━━ Text under study ━━
We announced in these pages in 2019 that Bike New York was “adding its voice to efforts to produce more bike paths and protected bike lanes” because experience around the world shows that for many people to enjoy cycling, they need more separation from car traffic than New York offers today.
After all, what attracts 20,000 bike riders on one day each year? A 40-mile car-free route through the city!
They say great cities are never finished. That’s certainly true of forging a bike-friendly New York. But we can report real progress thanks to our engagement in direct conversations with city government and others on the policy problems holding back more bike use in New York City.
Most recently, Bike New York developed legislation to require the MTA to address bicycle access. Yes, there are seven bridges in New York that still exclude bicycle riding entirely — all managed by the Metropolitan Transportation Authority. At the TD Five Boro Bike Tour, you will enjoy views from the Verrazano Narrows Bridge, but the rest of the year, biking on bridges owned by the MTA is no-go. Our proposal, now approved by the State Senate and Assembly, requires the MTA to create a strategic plan for bicycling to x this problem over time. It also points to the need for bike parking at train stations.
Earlier this year, we helped to shape city candidates’ transportation platforms and held the first-ever mayoral forum on bicycling on March 1. City Hall hopefuls said more about cycling than ever before. Democratic nominee Eric Adams has said he will create 300 miles of new protected bike lanes, though the devil will be in the details for the incoming administration in 2022.
We also saw breakthroughs from the current administration early this year. Two years of Bike New York pressure on the city to restore its bike rack program was answered when new transportation commissioner Hank Gutman announced in February that DOT would install 10,000 new racks. And Mayor de Blasio announced that traffic lanes on both the Brooklyn and Queensboro Bridges would be repurposed for bikes. We had worked with the City Council in 2019 to urge the city to find a solution to the Brooklyn Bridge’s overcrowded promenade, and with Transportation Alternatives to build support for separate lanes for bikes and pedestrians on the Queensboro.
━━━
## [What this task involves]
Please answer from the Bike New York update: how many new bike racks did transportation commissioner Hank Gutman announce that DOT would install?
━━ Excerpted data ━━
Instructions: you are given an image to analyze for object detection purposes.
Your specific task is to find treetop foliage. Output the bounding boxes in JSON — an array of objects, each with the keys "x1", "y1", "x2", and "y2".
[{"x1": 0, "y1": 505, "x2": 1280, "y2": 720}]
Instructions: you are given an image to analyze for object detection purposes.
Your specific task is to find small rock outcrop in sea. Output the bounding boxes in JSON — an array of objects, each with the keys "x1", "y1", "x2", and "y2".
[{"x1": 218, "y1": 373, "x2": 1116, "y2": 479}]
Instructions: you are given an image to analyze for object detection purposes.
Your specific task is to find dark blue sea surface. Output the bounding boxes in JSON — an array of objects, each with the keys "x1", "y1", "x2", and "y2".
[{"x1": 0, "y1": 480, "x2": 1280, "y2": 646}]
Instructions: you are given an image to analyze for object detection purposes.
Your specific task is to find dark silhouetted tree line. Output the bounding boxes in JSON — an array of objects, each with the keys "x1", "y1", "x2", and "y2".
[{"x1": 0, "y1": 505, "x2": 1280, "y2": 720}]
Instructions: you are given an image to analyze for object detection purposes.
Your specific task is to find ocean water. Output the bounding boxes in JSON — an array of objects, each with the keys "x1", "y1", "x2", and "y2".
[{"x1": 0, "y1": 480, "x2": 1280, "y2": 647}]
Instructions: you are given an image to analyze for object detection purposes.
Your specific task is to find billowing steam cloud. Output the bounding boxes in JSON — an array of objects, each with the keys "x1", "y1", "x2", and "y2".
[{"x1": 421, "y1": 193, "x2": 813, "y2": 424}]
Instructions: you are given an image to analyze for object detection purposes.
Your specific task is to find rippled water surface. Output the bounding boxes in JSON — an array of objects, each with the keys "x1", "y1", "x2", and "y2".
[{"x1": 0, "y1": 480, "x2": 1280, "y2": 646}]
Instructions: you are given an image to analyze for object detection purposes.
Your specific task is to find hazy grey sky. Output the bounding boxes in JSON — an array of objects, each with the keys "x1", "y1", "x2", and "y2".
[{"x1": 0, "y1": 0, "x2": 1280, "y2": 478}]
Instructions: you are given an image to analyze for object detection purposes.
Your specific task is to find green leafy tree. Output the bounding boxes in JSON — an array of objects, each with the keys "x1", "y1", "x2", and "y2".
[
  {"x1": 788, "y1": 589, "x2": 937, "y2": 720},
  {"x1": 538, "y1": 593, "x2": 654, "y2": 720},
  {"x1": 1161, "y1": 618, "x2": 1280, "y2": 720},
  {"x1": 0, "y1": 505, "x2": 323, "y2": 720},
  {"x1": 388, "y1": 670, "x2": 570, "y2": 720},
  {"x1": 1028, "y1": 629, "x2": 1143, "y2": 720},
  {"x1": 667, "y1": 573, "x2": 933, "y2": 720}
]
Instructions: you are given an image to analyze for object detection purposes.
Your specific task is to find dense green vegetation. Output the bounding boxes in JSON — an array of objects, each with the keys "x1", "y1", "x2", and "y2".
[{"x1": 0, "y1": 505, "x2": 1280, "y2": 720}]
━━━
## [Answer box]
10,000 new racks.